-- BEGIN Text excerpt --
Many commentators felt that this situation, one they had long hoped for and often tried to provoked, was the time to dust off the dancing metaphors that they had been saving. Peter Costello was stepping a precisely choreographed dance; a careful half step; a delicate pirouette. But however you looked at it he could dance the bloody flamenco, if John Howard didn't move Costello was always going to look stupid. Luckily in Australia we have a recent example of an ambitious deputy who believed himself entitled to the top job, and a popular leader reluctant to go. In Britain, it appears, Gordon Brown considers himself similarly entitled although Tony Blair is no longer the popular leader that he was. In the Australian example the treasurer Paul Keating managed to force his way into to the leadership, and in Britain it seems Tony Blair will hand it over willingly midway through next year. Both are fine examples of the way to seize the leadership from a long-time prime minister. In Britain Tony Blair's popularity with the public is seriously diminished and Brown seems to have considerable support in the party, or at least enough to seriously embarrass Blair in the last years of his prime ministership. In Australia this is not the case, John Howard remains as popular as ever and Peter Costello commands something like a twenty-five percent support among those who would elevate him to the Liberal party leadership.
This leaves the Australian example the most relevant, and the most fun for comparison considering that the principle players in this drama where the loudest tut-tutters during the previous one. Bob Hawke, then prime minister in a Labor government that had been elected in 1983, was confronted by his deputy and treasurer Paul Keating in the early 1990s. The two had shared the praise that accompanied a modernisation of the Australian economy in a globalising world, and were very much the partnership that defined the decade of uninterrupted government, much as Howard and Costello are today. Evidently they had agreed on a handover of the leadership known as, in a typically portentous tone, the 'Kirribilli Agreement'. When Bob Hawke decided that in fact he would prefer to stay around a little longer Keating was faced with an almost identical situation to that which Costello faced, and faces today. Howard and Costello's 'undertaking' had an expiry of before the 2001 election. However Keating demonstrated the way to force a handover in these situations. He challenged Bob Hawke openly in the party room and when he lost resigned as treasurer and as a member of the government in order to sit on the backbench. From there he was not bound by any of the niceties and formalities required of members of governments in the Westminster tradition, such as the rule of 'collective responsibility' for cabinet members. Then, to resurrect the dancing metaphor, Keating's pronouncement to his party was this: they must switch dancing partners or he was going to flail around so dramatically, so crazily and unpredictably, and with so little regard for others on the dance floor that come election time they were all likely to find themselves splayed on the floor rather than on their feet and still in the competition. It wasn't a pretty strategy but it took balls. And it worked.
-- END Text excerpt --
-- BEGIN Listed entries --
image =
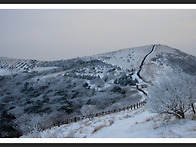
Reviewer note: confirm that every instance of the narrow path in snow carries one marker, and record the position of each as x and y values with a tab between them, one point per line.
142	63
140	69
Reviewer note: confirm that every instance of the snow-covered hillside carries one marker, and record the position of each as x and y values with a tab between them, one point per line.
138	123
38	94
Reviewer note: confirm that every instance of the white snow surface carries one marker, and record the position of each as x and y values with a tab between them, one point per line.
138	123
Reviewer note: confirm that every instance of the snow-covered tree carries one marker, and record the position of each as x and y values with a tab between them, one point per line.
174	93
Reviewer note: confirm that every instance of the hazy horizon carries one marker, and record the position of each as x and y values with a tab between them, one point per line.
55	34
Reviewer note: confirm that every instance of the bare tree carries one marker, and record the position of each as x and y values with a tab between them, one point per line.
174	93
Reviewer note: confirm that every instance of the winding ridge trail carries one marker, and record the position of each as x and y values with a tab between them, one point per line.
142	63
140	68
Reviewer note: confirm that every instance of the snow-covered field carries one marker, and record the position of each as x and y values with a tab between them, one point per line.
138	123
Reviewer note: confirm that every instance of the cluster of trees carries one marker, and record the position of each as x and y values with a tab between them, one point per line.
40	99
174	93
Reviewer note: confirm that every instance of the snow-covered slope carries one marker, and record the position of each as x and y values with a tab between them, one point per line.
42	93
138	123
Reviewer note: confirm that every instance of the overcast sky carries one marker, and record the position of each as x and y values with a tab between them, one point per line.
55	34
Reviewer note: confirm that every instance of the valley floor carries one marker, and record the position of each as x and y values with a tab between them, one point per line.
138	123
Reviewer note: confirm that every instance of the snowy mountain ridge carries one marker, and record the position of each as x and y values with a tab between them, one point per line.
51	92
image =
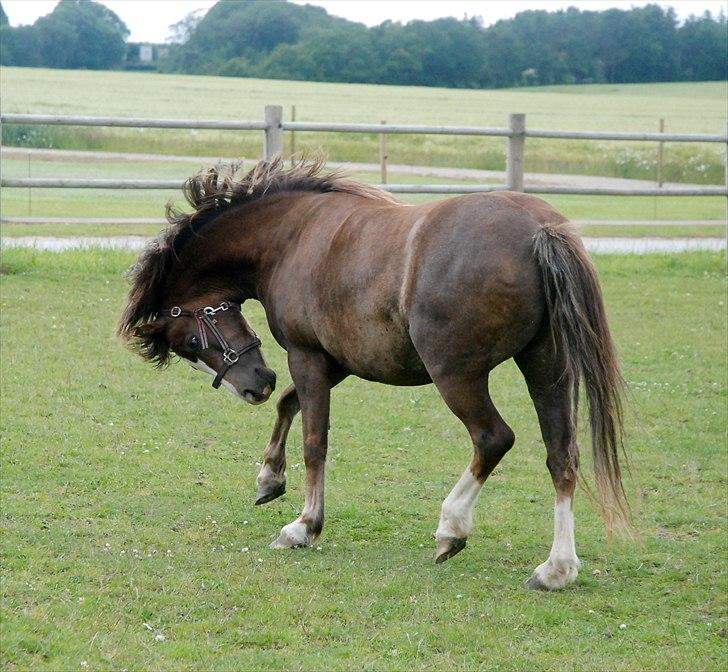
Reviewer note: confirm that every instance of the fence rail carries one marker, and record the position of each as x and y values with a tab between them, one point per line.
169	185
274	127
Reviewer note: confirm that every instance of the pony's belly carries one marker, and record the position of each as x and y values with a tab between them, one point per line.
393	361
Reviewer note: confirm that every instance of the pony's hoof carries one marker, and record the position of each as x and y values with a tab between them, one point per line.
267	493
448	547
534	583
294	535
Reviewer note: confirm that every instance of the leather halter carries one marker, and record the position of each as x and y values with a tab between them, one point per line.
205	321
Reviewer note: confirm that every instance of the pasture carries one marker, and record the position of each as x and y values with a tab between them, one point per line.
107	203
686	107
130	539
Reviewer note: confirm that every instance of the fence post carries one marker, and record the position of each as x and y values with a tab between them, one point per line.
273	131
383	157
660	157
514	156
293	134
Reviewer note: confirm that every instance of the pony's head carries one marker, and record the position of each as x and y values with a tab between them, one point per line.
215	339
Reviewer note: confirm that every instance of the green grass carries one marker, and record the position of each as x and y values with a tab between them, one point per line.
127	503
126	204
686	107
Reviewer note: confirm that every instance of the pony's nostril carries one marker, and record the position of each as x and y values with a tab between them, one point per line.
268	376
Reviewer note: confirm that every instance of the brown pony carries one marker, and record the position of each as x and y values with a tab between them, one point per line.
354	282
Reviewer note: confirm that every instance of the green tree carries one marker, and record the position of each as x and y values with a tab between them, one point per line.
76	34
704	48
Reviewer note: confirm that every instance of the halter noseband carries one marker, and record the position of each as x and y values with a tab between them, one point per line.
-- END Listed entries --
▸ **Task**: Pick up the piece on Peter Costello and the prime ministership after its last sentence and keep writing. The rows aren't needed for anything here.

▸ **Reply**:
Peter Costello is neither popular, nor it seems does he have balls.
So the leadership tensions remained at the level of semantics. Peter Costello assured us he was telling the truth, John Howard admitted that the meeting on the leadership had taken place but that there was never a 'deal' concluded. The argument was public, but still not face-to-face, and each man was loath to respond directly to the other's accusations. One man repeated 'truth', the other 'no deal', but never came a response 'deal' or 'no truth'. The treasurer had effectively called his prime minister a liar and a cheat, the prime minister had accused his deputy of hubris and arrogance. But both denied this might necessitate a change in their working arrangements. The treasurer was unwilling to surrender the position from which he could claim credit for the government's achievements, and the prime minister was unwilling to sack him and give the appearance of a divided party.
The public watched slightly bemused. A poll showed a good majority of the population believed Peter Costello, but wanted John Howard to stay. After all, they had, unlike their British coevals, proved time and again that they preferred a liar and a cheat to hubris and arrogance. And now, in the end, we are stuck with both.